What you are asked to do: Rewrite the material below with "outline" changed to "shape" wherever it appears, leaving everything else as it is.

Dataset records:
********************
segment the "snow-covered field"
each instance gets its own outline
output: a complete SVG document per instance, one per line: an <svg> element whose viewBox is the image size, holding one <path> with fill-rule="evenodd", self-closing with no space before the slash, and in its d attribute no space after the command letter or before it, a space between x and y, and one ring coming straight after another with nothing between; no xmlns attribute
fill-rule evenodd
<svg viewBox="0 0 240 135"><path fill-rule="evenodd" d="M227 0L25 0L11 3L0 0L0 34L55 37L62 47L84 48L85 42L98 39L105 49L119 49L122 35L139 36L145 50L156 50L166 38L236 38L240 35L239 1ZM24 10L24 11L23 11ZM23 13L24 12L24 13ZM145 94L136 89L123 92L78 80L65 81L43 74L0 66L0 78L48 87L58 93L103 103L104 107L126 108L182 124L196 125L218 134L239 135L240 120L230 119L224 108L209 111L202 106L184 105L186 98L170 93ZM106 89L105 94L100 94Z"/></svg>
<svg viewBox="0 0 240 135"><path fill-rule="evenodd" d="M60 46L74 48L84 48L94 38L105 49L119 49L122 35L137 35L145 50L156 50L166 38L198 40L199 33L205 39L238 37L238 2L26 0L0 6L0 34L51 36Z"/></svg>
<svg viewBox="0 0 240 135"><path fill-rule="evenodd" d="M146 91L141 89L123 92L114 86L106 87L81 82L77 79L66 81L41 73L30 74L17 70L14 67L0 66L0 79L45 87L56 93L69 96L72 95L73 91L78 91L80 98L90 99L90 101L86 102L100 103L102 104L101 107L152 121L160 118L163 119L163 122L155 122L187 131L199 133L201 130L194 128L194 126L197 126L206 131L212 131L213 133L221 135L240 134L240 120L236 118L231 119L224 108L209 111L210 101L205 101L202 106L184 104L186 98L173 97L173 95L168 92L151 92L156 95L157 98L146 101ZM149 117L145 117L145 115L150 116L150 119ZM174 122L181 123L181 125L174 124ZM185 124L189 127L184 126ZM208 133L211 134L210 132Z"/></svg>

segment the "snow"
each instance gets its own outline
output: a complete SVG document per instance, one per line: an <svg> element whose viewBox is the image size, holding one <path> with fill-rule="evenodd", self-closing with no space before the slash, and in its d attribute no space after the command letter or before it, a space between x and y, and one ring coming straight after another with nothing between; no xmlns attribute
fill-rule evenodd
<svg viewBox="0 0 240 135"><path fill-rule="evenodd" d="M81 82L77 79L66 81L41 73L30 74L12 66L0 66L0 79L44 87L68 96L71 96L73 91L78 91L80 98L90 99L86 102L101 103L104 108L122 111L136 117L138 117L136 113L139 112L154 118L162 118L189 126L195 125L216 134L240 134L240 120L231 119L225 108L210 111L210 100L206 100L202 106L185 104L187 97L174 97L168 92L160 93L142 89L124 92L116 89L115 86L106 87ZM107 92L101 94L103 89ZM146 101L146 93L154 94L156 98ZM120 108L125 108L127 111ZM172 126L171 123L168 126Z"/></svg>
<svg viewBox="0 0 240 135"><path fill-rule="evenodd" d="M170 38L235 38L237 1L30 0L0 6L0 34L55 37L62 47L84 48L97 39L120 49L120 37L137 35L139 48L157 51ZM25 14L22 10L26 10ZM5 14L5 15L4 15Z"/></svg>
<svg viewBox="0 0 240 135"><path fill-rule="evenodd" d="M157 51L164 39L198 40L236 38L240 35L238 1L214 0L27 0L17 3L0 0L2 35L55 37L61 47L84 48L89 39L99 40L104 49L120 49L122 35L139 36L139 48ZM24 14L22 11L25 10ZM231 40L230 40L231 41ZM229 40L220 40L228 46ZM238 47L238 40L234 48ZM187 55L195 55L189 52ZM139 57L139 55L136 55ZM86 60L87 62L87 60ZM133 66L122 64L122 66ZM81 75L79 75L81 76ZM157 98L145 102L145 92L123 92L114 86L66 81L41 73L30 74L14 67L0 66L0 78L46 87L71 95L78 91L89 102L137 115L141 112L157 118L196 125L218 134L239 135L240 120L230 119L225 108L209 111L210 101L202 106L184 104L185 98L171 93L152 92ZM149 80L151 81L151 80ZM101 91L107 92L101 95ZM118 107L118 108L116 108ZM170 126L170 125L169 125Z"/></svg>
********************
Task result:
segment the "snow-covered field"
each instance gets its own shape
output: a complete SVG document per instance, one per line: an <svg> element whose viewBox is the image size, holding one <path> with fill-rule="evenodd", self-closing with no space before the slash, and in its d attribute no space after the command letter or before it, a space between x and y, and one ring coming straight after another with nothing between; no xmlns attribute
fill-rule evenodd
<svg viewBox="0 0 240 135"><path fill-rule="evenodd" d="M227 0L25 0L11 3L0 0L0 34L55 37L62 47L84 48L85 42L98 39L105 49L119 49L122 35L139 36L145 50L156 50L166 38L236 38L240 35L239 1ZM24 10L24 11L23 11ZM23 13L24 12L24 13ZM145 94L136 89L123 92L78 80L65 81L43 74L0 66L0 78L48 87L58 93L103 103L104 107L126 108L182 124L196 125L218 134L239 135L240 120L230 119L224 108L209 111L202 106L184 105L186 98L170 93ZM106 89L105 94L100 94Z"/></svg>
<svg viewBox="0 0 240 135"><path fill-rule="evenodd" d="M60 46L74 48L84 48L94 38L105 49L119 49L122 35L137 35L145 50L156 50L166 38L198 40L199 33L205 39L238 37L238 2L26 0L0 6L0 34L51 36Z"/></svg>
<svg viewBox="0 0 240 135"><path fill-rule="evenodd" d="M146 91L141 89L123 92L114 86L106 87L81 82L77 79L66 81L41 73L30 74L17 70L14 67L0 66L0 79L45 87L56 93L69 96L72 95L73 91L78 91L80 98L90 99L90 101L86 102L100 103L102 104L101 107L152 121L160 118L163 119L163 122L155 122L187 131L199 133L201 130L194 128L194 126L197 126L206 131L212 131L213 133L221 135L240 134L240 120L236 118L231 119L224 108L209 111L210 101L205 101L202 106L184 104L186 98L173 97L173 95L168 92L151 92L156 95L157 98L146 101ZM149 117L145 117L145 115L150 116L150 119ZM174 122L181 123L181 125L174 124ZM185 124L189 127L184 126ZM208 133L211 134L210 132Z"/></svg>

segment the "snow"
each instance gets its own shape
output: a complete SVG document per instance, one per line: an <svg> element whose viewBox is the image size, holding one <path> with fill-rule="evenodd", self-closing with no space before the slash, and in its d attribute no space after the command letter or before it, a space between x and y, and one ring coming straight after another with nothing between; no xmlns attribute
fill-rule evenodd
<svg viewBox="0 0 240 135"><path fill-rule="evenodd" d="M81 82L77 79L66 81L41 73L30 74L12 66L0 66L0 79L44 87L68 96L71 96L73 91L78 91L80 98L90 99L86 102L101 103L104 108L122 111L136 117L138 117L136 113L139 112L154 118L162 118L189 126L195 125L216 134L240 134L240 120L231 119L225 108L210 111L210 100L206 100L202 106L185 104L187 97L174 97L168 92L160 93L142 89L124 92L116 89L115 86L106 87ZM107 92L101 94L103 89ZM146 101L146 93L154 94L156 98ZM120 108L125 108L127 111ZM172 126L171 123L168 126Z"/></svg>
<svg viewBox="0 0 240 135"><path fill-rule="evenodd" d="M170 38L235 38L237 1L30 0L0 6L0 34L55 37L62 47L84 48L97 39L120 49L120 37L137 35L139 48L157 51ZM25 14L22 10L26 10ZM5 14L5 15L4 15Z"/></svg>
<svg viewBox="0 0 240 135"><path fill-rule="evenodd" d="M157 51L164 39L198 40L236 38L240 35L238 1L214 0L27 0L17 3L0 0L2 35L55 37L61 47L84 48L89 39L99 40L104 49L120 49L122 35L139 36L139 48ZM24 14L22 11L25 10ZM231 40L230 40L231 41ZM229 40L220 40L228 46ZM238 47L238 40L234 48ZM187 55L195 55L189 52ZM139 57L139 55L136 55ZM86 60L87 62L87 60ZM133 66L122 64L122 66ZM81 75L79 75L81 76ZM157 98L145 102L145 92L123 92L114 86L66 81L41 73L30 74L14 67L0 66L0 78L46 87L71 95L78 91L89 102L137 115L141 112L157 118L196 125L218 134L239 135L240 120L230 119L225 108L209 111L210 101L202 106L184 104L185 98L171 93L152 92ZM149 80L151 81L151 80ZM101 91L107 92L101 95ZM118 107L118 108L116 108ZM170 126L170 125L169 125Z"/></svg>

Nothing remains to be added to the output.